### Exercise
Write out the line with "Pin the black office" and every later line through the end of the data below, exactly as given, with no pictures in the copy.

### Given data
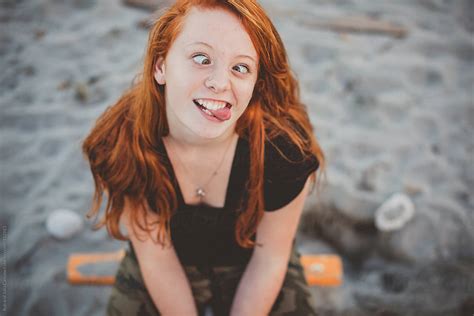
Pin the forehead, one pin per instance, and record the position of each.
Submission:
(219, 28)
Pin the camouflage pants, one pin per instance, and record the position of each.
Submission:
(211, 286)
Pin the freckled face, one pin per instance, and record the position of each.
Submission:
(209, 74)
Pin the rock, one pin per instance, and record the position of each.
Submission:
(149, 5)
(327, 222)
(394, 213)
(63, 224)
(82, 92)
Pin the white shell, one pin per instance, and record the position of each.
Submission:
(394, 213)
(63, 223)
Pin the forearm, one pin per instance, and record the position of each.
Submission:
(169, 288)
(259, 286)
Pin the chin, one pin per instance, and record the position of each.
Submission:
(211, 132)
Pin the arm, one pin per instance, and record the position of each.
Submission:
(265, 272)
(162, 272)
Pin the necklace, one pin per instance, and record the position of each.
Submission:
(200, 190)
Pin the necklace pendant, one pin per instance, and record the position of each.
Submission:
(200, 193)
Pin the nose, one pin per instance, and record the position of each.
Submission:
(218, 81)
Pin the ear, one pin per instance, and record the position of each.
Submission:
(160, 71)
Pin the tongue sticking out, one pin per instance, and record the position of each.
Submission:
(222, 114)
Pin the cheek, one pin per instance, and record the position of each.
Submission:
(246, 91)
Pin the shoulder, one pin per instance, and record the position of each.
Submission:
(286, 170)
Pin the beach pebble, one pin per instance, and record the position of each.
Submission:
(394, 213)
(63, 223)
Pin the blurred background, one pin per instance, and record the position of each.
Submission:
(389, 89)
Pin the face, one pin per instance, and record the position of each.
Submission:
(209, 74)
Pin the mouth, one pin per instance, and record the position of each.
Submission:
(219, 110)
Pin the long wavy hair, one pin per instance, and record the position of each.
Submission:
(121, 147)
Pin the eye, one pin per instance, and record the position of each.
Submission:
(242, 68)
(201, 59)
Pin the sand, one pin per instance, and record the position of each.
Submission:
(392, 115)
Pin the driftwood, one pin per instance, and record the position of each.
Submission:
(357, 24)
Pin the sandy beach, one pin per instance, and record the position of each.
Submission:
(394, 112)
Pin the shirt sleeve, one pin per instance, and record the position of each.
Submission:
(285, 177)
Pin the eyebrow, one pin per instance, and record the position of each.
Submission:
(206, 44)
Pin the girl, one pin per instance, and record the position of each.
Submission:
(207, 162)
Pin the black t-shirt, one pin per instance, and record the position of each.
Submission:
(203, 234)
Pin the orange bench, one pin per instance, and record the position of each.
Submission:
(321, 270)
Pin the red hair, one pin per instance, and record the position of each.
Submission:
(121, 146)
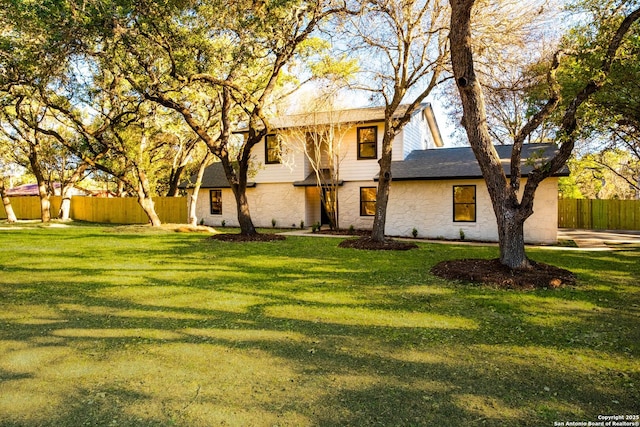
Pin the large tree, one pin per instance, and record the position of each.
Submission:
(220, 66)
(404, 44)
(510, 207)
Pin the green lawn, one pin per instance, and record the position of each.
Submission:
(110, 326)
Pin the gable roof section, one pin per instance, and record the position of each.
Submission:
(354, 115)
(214, 177)
(461, 163)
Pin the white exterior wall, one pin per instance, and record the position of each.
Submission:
(428, 206)
(282, 202)
(294, 165)
(425, 205)
(349, 205)
(416, 136)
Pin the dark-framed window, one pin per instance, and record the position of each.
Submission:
(368, 142)
(368, 197)
(215, 199)
(464, 203)
(272, 149)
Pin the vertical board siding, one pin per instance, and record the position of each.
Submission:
(599, 214)
(117, 210)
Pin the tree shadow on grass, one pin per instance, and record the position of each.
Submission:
(311, 341)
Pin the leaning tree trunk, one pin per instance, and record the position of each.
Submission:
(65, 206)
(505, 204)
(193, 201)
(145, 200)
(384, 187)
(238, 182)
(511, 238)
(244, 215)
(6, 202)
(45, 202)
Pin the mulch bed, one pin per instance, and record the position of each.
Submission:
(492, 272)
(239, 238)
(367, 243)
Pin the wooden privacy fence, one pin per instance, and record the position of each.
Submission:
(117, 210)
(599, 214)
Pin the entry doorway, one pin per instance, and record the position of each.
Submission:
(327, 199)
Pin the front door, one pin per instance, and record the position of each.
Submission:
(326, 200)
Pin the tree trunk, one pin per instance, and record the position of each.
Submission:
(174, 181)
(384, 187)
(510, 218)
(511, 237)
(149, 208)
(193, 200)
(65, 208)
(45, 203)
(145, 200)
(11, 216)
(244, 216)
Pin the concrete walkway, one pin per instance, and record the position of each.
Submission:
(599, 239)
(595, 240)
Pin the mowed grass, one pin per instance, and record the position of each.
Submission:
(107, 326)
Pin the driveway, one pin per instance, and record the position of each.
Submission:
(599, 239)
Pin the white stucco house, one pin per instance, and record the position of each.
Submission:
(439, 191)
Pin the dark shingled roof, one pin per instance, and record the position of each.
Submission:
(214, 177)
(461, 163)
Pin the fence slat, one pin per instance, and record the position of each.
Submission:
(117, 210)
(599, 214)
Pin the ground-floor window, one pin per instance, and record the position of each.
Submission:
(215, 198)
(464, 203)
(368, 196)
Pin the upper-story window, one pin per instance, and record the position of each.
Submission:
(273, 150)
(368, 142)
(464, 203)
(215, 200)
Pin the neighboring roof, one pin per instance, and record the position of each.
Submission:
(214, 177)
(461, 163)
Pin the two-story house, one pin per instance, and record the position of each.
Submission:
(438, 191)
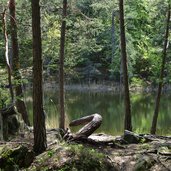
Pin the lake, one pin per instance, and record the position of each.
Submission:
(110, 106)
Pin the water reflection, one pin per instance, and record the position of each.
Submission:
(111, 107)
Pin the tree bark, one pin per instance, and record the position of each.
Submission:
(160, 84)
(40, 142)
(61, 68)
(21, 107)
(6, 55)
(127, 124)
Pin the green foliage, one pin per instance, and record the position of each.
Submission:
(88, 55)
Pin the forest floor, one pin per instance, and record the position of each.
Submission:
(154, 155)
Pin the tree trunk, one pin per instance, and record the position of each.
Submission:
(40, 142)
(61, 68)
(21, 107)
(157, 104)
(6, 55)
(128, 124)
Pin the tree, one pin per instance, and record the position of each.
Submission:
(127, 124)
(21, 107)
(61, 67)
(6, 54)
(40, 142)
(160, 84)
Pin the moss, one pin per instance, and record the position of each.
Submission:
(85, 159)
(13, 158)
(144, 163)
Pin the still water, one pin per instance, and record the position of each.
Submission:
(111, 107)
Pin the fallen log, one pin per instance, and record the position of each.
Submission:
(92, 123)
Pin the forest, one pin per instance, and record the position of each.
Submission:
(102, 66)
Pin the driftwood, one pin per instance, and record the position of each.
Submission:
(92, 123)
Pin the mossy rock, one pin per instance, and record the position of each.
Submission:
(144, 163)
(13, 158)
(72, 158)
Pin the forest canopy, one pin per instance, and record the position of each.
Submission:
(92, 39)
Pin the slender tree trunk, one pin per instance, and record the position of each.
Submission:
(40, 142)
(61, 68)
(21, 107)
(157, 104)
(128, 124)
(6, 55)
(113, 34)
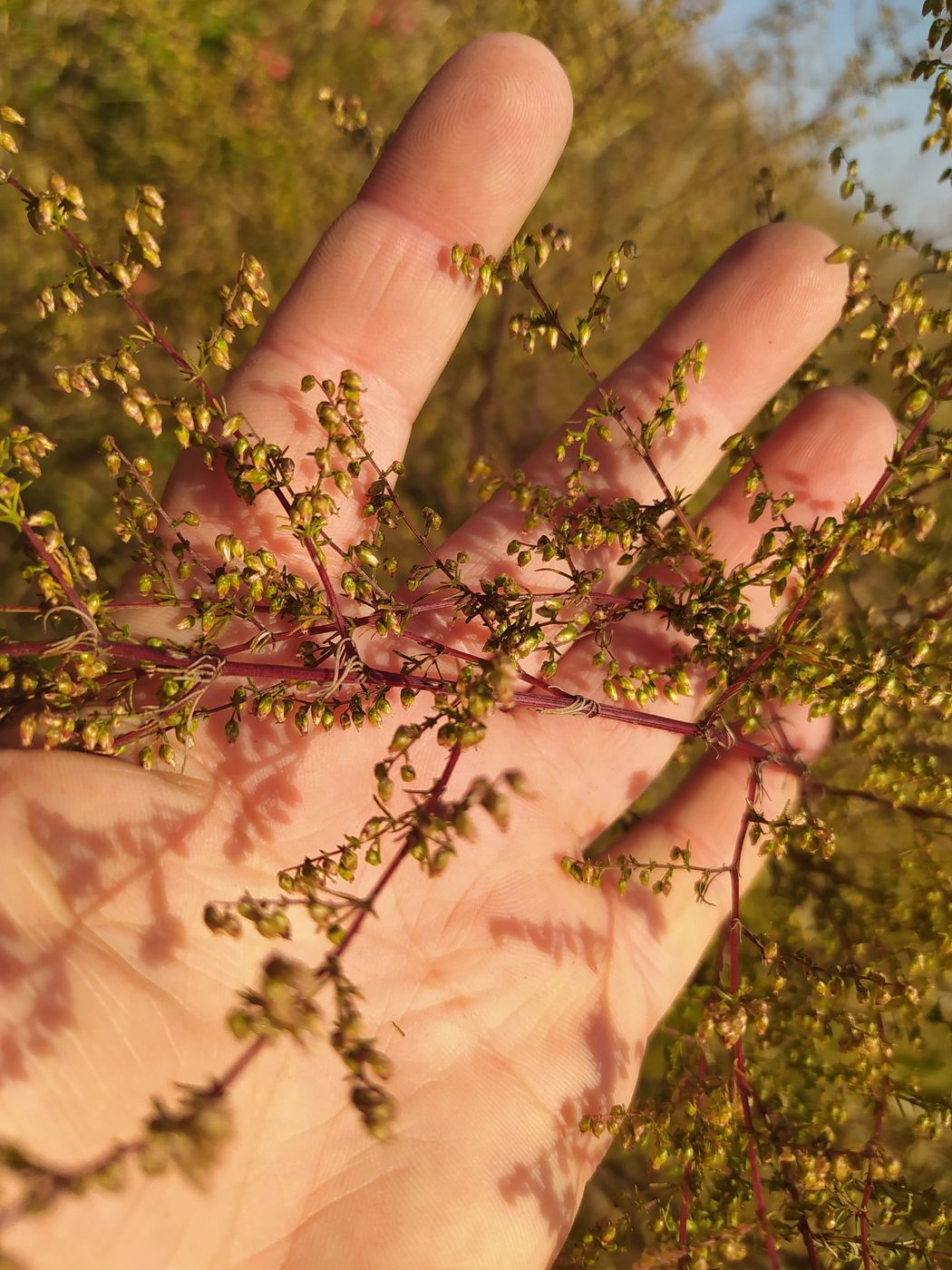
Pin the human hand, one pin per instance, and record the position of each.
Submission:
(510, 1000)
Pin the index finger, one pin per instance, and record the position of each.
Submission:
(378, 295)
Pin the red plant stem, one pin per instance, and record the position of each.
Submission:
(617, 413)
(403, 853)
(683, 1242)
(867, 1187)
(183, 364)
(739, 1063)
(824, 567)
(546, 701)
(53, 565)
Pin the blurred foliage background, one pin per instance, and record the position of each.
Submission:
(218, 107)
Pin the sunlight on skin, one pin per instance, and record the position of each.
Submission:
(510, 1000)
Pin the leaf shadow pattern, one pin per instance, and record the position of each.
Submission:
(122, 874)
(555, 1177)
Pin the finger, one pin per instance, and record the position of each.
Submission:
(762, 308)
(706, 815)
(831, 448)
(378, 295)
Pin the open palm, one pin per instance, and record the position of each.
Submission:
(510, 1000)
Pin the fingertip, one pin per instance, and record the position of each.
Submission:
(795, 254)
(479, 145)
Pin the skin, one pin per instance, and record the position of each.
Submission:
(510, 999)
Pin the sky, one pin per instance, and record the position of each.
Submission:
(889, 161)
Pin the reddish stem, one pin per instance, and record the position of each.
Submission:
(739, 1062)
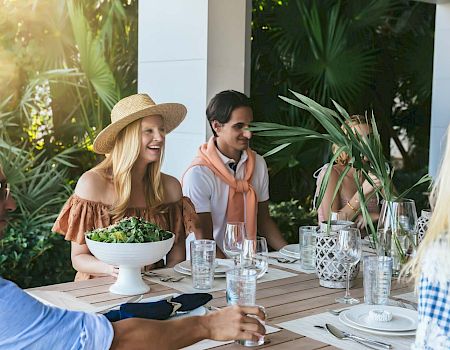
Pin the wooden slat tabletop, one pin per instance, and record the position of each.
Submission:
(286, 299)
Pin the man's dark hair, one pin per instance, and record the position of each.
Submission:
(223, 104)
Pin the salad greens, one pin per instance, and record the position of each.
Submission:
(129, 230)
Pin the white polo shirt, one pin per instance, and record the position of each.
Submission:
(209, 193)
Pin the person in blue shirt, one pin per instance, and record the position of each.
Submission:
(26, 323)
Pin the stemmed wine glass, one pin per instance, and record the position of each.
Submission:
(255, 255)
(233, 240)
(348, 250)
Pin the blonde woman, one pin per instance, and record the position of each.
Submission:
(347, 202)
(431, 267)
(128, 183)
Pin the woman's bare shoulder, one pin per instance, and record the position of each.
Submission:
(92, 186)
(172, 188)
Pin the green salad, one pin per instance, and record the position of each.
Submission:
(129, 230)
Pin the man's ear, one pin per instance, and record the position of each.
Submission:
(216, 126)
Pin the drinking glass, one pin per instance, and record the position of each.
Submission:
(241, 290)
(348, 251)
(397, 236)
(203, 256)
(233, 240)
(255, 255)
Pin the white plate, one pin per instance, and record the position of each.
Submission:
(222, 265)
(291, 250)
(403, 320)
(179, 269)
(344, 320)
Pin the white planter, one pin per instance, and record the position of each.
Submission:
(331, 272)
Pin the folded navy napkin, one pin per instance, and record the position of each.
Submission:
(159, 310)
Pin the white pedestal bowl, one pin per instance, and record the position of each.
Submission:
(130, 257)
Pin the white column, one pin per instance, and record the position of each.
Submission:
(188, 51)
(440, 101)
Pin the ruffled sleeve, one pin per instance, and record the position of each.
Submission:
(78, 216)
(190, 217)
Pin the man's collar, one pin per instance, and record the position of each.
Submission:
(227, 160)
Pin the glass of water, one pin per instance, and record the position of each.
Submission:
(307, 242)
(203, 257)
(348, 250)
(377, 279)
(255, 255)
(233, 240)
(241, 290)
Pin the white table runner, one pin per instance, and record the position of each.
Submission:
(293, 266)
(185, 285)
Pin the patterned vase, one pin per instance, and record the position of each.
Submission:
(422, 224)
(332, 273)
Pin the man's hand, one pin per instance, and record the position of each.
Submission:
(235, 322)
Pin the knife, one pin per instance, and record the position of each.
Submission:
(364, 341)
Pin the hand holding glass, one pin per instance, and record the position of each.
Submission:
(348, 251)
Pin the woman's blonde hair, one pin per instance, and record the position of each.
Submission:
(438, 226)
(119, 164)
(356, 119)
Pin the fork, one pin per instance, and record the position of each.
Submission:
(134, 299)
(336, 312)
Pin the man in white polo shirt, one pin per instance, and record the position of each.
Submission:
(227, 181)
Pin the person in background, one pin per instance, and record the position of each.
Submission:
(229, 182)
(347, 201)
(128, 182)
(431, 269)
(26, 323)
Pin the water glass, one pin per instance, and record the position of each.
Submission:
(348, 251)
(377, 279)
(203, 256)
(241, 290)
(255, 255)
(233, 240)
(307, 242)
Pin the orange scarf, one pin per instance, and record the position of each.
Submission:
(208, 156)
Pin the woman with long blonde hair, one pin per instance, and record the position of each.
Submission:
(347, 202)
(431, 266)
(128, 182)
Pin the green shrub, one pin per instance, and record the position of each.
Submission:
(35, 258)
(290, 215)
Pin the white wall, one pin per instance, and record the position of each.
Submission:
(440, 102)
(188, 51)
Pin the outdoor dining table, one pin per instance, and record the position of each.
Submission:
(284, 300)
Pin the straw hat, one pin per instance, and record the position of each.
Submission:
(132, 108)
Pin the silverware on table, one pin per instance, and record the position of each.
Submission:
(105, 309)
(162, 277)
(404, 303)
(336, 312)
(361, 340)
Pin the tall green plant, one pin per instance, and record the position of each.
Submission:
(365, 153)
(30, 253)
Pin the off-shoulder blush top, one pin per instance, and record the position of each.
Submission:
(80, 215)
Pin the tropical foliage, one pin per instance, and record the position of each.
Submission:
(363, 54)
(365, 153)
(64, 65)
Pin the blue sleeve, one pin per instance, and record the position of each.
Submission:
(26, 323)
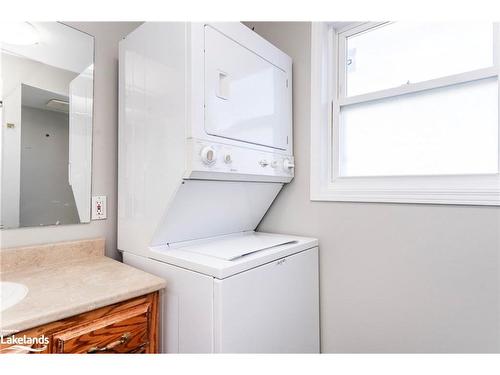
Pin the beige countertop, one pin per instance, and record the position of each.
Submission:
(67, 279)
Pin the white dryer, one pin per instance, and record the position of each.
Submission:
(242, 293)
(205, 146)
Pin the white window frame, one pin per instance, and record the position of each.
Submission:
(326, 98)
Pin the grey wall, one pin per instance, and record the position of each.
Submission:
(393, 277)
(46, 196)
(104, 163)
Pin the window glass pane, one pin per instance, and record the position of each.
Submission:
(450, 130)
(395, 54)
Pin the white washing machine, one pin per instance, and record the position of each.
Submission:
(205, 146)
(244, 293)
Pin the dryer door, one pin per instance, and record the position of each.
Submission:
(246, 97)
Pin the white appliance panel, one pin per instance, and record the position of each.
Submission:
(234, 247)
(270, 309)
(246, 96)
(202, 209)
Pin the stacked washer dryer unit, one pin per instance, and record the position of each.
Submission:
(205, 146)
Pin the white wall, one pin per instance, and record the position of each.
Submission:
(393, 277)
(104, 165)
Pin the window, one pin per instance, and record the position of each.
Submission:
(406, 112)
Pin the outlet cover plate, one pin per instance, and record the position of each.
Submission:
(99, 207)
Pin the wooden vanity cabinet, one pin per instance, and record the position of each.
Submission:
(126, 327)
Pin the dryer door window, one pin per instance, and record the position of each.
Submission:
(245, 96)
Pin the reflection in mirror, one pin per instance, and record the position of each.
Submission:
(46, 96)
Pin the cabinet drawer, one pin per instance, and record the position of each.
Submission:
(123, 332)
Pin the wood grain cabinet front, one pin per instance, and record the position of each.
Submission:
(126, 327)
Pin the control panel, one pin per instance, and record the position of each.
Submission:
(210, 158)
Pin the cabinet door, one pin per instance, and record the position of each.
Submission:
(246, 96)
(270, 309)
(124, 332)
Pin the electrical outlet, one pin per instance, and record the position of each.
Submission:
(98, 207)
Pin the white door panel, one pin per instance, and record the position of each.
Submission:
(273, 308)
(245, 95)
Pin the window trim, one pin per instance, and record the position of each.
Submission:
(325, 182)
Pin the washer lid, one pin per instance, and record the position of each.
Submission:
(233, 247)
(209, 256)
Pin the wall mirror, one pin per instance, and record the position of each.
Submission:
(46, 100)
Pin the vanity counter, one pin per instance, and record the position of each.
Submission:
(66, 279)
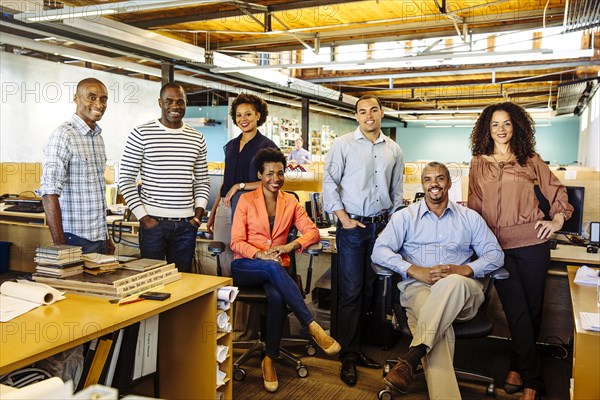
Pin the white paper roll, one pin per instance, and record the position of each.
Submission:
(222, 320)
(33, 293)
(222, 353)
(227, 293)
(52, 388)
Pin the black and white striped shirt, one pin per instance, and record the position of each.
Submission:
(173, 170)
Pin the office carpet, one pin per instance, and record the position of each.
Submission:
(489, 356)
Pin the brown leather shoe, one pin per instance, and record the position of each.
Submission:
(400, 377)
(530, 394)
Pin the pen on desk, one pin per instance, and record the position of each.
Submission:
(131, 301)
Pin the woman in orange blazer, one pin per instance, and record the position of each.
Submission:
(259, 235)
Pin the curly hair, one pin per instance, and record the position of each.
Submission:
(259, 105)
(269, 154)
(522, 143)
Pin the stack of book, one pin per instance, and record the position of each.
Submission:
(116, 286)
(143, 264)
(59, 261)
(97, 264)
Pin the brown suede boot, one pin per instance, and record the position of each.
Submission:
(322, 338)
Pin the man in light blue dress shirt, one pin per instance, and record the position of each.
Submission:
(362, 185)
(431, 243)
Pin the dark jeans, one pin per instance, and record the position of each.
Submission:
(175, 240)
(522, 297)
(356, 281)
(87, 246)
(280, 289)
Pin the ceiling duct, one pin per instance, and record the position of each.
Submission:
(574, 96)
(581, 14)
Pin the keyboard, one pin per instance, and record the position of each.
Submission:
(26, 208)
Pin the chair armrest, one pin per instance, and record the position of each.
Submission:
(381, 271)
(216, 247)
(499, 274)
(314, 249)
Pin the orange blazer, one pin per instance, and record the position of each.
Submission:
(251, 233)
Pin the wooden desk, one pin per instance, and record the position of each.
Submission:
(187, 334)
(574, 254)
(586, 349)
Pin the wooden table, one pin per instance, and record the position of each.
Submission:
(187, 334)
(586, 349)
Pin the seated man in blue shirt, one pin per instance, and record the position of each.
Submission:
(430, 243)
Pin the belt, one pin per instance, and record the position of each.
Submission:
(182, 219)
(369, 220)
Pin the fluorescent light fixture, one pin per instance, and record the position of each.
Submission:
(402, 62)
(94, 11)
(56, 15)
(450, 126)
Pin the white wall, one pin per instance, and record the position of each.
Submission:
(37, 96)
(589, 136)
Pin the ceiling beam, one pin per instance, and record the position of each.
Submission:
(220, 14)
(395, 29)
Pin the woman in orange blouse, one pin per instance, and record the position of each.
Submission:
(503, 171)
(259, 235)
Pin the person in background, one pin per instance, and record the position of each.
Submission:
(362, 185)
(248, 112)
(73, 186)
(170, 157)
(437, 284)
(259, 241)
(299, 155)
(503, 171)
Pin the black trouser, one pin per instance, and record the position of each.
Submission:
(356, 281)
(522, 297)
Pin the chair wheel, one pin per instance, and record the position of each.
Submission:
(386, 369)
(239, 374)
(384, 394)
(302, 371)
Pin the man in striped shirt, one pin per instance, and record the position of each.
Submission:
(73, 186)
(170, 158)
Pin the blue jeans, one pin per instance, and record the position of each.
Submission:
(87, 246)
(175, 240)
(356, 281)
(280, 289)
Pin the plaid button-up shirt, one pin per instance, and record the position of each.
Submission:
(73, 169)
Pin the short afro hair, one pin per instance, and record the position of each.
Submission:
(269, 154)
(256, 102)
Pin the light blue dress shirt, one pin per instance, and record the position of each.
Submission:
(416, 236)
(362, 177)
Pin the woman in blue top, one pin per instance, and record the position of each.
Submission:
(248, 112)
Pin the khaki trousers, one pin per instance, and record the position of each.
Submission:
(430, 310)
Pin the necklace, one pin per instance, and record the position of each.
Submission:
(502, 163)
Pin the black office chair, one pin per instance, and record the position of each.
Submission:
(478, 327)
(255, 296)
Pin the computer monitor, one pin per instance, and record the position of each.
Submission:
(572, 226)
(215, 185)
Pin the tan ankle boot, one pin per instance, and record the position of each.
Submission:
(323, 340)
(270, 386)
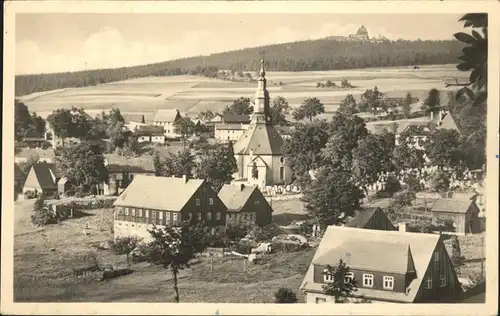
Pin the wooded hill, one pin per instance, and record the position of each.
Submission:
(315, 55)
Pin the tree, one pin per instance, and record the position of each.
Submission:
(241, 106)
(348, 105)
(285, 295)
(217, 165)
(278, 110)
(125, 245)
(174, 247)
(302, 150)
(444, 148)
(342, 286)
(176, 164)
(83, 165)
(310, 108)
(184, 127)
(369, 160)
(332, 196)
(407, 101)
(475, 58)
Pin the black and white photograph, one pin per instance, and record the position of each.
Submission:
(251, 157)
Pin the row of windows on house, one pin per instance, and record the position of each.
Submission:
(388, 281)
(159, 214)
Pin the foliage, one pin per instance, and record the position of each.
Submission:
(216, 164)
(125, 245)
(302, 150)
(348, 105)
(240, 106)
(70, 123)
(432, 102)
(310, 108)
(444, 148)
(332, 196)
(83, 165)
(174, 247)
(175, 164)
(407, 101)
(285, 295)
(369, 160)
(323, 54)
(341, 287)
(474, 58)
(279, 108)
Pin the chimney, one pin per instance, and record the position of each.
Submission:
(403, 227)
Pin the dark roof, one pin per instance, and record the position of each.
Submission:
(130, 164)
(362, 217)
(147, 130)
(452, 205)
(259, 139)
(43, 172)
(235, 118)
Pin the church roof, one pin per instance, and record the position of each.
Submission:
(260, 139)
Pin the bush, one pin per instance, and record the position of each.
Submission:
(285, 295)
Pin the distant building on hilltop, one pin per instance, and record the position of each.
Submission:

### Exercise answer
Pin the black office chair, one pin per instance, and record the position of each.
Submission:
(478, 327)
(255, 296)
Pin the computer monitor, one pin per instance, and record the position of each.
Submission:
(572, 226)
(215, 185)
Pin the tan ankle boot, one pin per instance, and record the position of each.
Submission:
(323, 340)
(270, 386)
Pin the wooded hill, one pin per instance, and record the position of each.
Submission:
(315, 55)
Pin the tree, one pin per instance, and record the position of each.
Submission:
(241, 106)
(348, 105)
(285, 295)
(217, 165)
(278, 110)
(125, 245)
(174, 247)
(302, 150)
(444, 148)
(342, 286)
(176, 164)
(83, 165)
(310, 108)
(184, 127)
(369, 160)
(332, 196)
(407, 101)
(475, 58)
Pin the black and white photograph, one pin per instance, and record the position of each.
Submission:
(251, 157)
Pin the row of windows on house, one pin per instance, and record the position of each.
Submission:
(388, 281)
(159, 214)
Pin the foliage, one pin per instance, and record the position of each.
Submission:
(216, 164)
(125, 245)
(302, 150)
(348, 105)
(240, 106)
(70, 123)
(432, 102)
(310, 108)
(444, 148)
(332, 196)
(83, 165)
(174, 247)
(175, 164)
(407, 101)
(285, 295)
(369, 160)
(323, 54)
(341, 287)
(474, 58)
(279, 108)
Pin the chimney, one pin per instance, and record the position of each.
Submission:
(403, 227)
Pin the dark roof, one pin per instance, and record the position of each.
Submission:
(130, 164)
(362, 217)
(147, 130)
(452, 205)
(259, 139)
(43, 172)
(235, 118)
Pin the church roof, one pin per instance, and record the position of each.
Submission:
(260, 139)
Pin the bush, one pin per instance, and record the position of each.
Submission:
(285, 295)
Pin the distant building on hilltop, one pin per instance, and record the position of each.
Submission:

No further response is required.